Dr. Eliza Ann Grier was born in 1862 into slavery in Atlanta. After the end of Slavery, Dr. Grier became a teacher and went to school at Fisk University. Despite this, she had the goal of becoming a doctor, so in 1890, she wrote to the Woman’s Medical College of Pennsylvania asking for admission and assistance with tuition. The dean of the school admitted her into the college under the condition that in-between each year of Medical training, she would spend a year off picking cotton. Dr. Grier determined to become a doctor, agreed to this deal. It took her 7 years, however in 1897 she got her degree and graduated. In 1901, she returned to Thomasville and opened up her Residency with a focus on Women and Children. She became the first African American doctor in Thomasville.
The African American Registered Nurses Program was the first in Thomasville for African American Women, It consisted of three years of training, and afterwards the Women could seek jobs at any Archbold Hospital.
This is the license that allowed Dr. M.H. Cobb to practice medicine in the State of Georgia and is dated on March 7th, 1898
This photo is the graduating class of Central Tennessee College in the medical, dental, and pharmaceutical departments in the years of 1896 through 1897. Dr. M.H. Cobb is pictured on the fourth row from the bottom to the right of the center.
Dr. Charles Alphonse Bell was an African American Doctor from Paducah, Kentucky, this book belonged to him and is entitled Diseases of Children, German Edition and was printed in 1884.
Dr. Martin Luther Walton is Thomasville, Georgia’s First African American Dentist and a community leader who participated in many different community activities and volunteered at Douglass High School as a coach.
Dr. John A. Davis-James was the first African American Physician at John D. Archbold Hospital, he began his career as "an Intern in the colored division of the hospital in 1928." Additionally, he was the son of a mail carrier and was born in Guyana
Ms. Fannie Mae Hadley is a registered nurse who studied at Freedom Hospital in 1948, and she was award the professional certificate to practice as a registered nurse by the University of the State of New York. She was awarded her B.S. in nursing from Columbia University and spent over 30 years of her life as a dedicated nurse.
Dr. Linda Walden is an outstanding Woman from Cairo, Georgia. She was the first African American Woman to graduate from the Southwest Georgia Family Practice Resident Program at the Phoebe Putney Memorial Hospital in Albany, Georgia. She then went on to open up her own Family Medical center and became the first African American Women to practice Medicine in Cairo, Georgia and all of Grady County.
Dr. William A.J. Mosely was an outstanding doctor and maintained his medical practice in Thomasville, Georgia from 1913 to 1920.
Dr. William A.J. Mosely Medicinae Docturis Cert. from the late 1800s/early 1900s.

## What you need to do
**1)** In the passage on African American medical pioneers, rewrite the text between "Dr. John A." and "a dedicated nurse.", inclusive, swapping "mail carrier" for "schoolteacher".
**2)** Answer these questions from the passage on African American medical pioneers:
(a) In what year did Dr. Eliza Ann Grier get her degree?
(b) What date is on the license that let Dr. M.H. Cobb practice medicine in Georgia?
(c) At which school did Dr. Martin Luther Walton volunteer as a coach?
The lines after this play no part in the work.

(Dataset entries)
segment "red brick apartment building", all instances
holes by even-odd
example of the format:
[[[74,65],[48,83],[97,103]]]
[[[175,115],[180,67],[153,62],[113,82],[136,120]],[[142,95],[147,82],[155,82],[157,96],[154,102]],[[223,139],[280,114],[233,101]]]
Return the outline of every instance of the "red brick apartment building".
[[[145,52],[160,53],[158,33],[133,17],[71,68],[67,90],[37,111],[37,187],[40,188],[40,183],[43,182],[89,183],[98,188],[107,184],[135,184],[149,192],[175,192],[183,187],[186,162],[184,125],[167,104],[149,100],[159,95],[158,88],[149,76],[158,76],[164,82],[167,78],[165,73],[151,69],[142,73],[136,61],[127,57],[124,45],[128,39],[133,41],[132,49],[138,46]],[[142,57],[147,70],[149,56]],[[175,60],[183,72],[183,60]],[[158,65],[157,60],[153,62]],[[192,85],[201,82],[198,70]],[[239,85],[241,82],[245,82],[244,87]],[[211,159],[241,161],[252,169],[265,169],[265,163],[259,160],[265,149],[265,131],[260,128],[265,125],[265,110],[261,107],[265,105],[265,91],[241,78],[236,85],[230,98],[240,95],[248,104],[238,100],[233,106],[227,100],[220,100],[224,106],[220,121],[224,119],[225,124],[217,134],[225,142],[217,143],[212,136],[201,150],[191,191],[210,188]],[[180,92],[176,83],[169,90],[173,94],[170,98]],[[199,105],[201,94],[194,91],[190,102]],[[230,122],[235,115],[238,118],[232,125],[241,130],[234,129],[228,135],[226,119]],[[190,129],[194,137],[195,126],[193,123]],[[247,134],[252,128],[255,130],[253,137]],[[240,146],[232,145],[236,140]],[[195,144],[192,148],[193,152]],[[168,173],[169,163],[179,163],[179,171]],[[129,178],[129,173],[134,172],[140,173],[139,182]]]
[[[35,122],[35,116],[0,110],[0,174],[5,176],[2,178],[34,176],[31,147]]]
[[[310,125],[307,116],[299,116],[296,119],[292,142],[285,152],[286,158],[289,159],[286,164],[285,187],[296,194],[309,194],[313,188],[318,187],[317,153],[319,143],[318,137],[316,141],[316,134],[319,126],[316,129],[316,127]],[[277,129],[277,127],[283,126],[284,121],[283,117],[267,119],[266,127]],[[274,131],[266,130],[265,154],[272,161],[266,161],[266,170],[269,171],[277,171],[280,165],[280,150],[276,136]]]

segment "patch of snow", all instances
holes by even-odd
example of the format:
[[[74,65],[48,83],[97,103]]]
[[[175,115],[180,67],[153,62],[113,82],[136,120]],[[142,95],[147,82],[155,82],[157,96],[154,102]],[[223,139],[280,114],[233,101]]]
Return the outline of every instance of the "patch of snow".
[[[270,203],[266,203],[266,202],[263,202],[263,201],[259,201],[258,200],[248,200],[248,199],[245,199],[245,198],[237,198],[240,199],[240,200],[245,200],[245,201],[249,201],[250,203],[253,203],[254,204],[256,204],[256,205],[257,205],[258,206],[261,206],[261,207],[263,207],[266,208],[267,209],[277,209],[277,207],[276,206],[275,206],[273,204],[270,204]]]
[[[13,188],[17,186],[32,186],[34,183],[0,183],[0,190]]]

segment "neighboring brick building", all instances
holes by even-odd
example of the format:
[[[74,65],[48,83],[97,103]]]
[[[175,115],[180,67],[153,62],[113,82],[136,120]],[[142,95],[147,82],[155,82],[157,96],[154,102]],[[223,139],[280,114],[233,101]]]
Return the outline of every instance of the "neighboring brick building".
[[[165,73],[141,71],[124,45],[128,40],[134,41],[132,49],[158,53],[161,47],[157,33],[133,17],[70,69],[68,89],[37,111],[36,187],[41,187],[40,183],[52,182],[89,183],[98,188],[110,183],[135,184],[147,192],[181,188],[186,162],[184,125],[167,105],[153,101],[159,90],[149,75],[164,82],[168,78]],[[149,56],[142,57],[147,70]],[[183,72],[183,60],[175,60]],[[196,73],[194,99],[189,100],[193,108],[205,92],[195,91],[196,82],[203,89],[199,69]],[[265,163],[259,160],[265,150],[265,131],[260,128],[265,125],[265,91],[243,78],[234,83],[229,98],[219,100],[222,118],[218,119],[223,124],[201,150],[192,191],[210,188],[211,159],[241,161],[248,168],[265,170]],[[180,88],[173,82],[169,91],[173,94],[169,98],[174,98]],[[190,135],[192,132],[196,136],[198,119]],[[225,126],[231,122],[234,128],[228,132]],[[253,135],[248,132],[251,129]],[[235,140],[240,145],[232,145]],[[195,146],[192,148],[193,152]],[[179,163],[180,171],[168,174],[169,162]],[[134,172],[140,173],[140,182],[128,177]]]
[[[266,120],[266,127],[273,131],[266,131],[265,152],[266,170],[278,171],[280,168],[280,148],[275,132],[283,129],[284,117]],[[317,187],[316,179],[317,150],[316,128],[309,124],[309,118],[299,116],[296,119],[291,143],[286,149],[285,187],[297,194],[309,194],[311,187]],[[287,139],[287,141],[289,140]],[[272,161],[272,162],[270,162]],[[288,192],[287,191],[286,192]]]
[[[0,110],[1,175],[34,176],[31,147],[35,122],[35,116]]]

## Answer set
**1)**
Dr. John A. Davis-James was the first African American Physician at John D. Archbold Hospital, he began his career as "an Intern in the colored division of the hospital in 1928." Additionally, he was the son of a schoolteacher and was born in Guyana
Ms. Fannie Mae Hadley is a registered nurse who studied at Freedom Hospital in 1948, and she was award the professional certificate to practice as a registered nurse by the University of the State of New York. She was awarded her B.S. in nursing from Columbia University and spent over 30 years of her life as a dedicated nurse.

**2)**
(a) 1897
(b) March 7th, 1898
(c) Douglass High School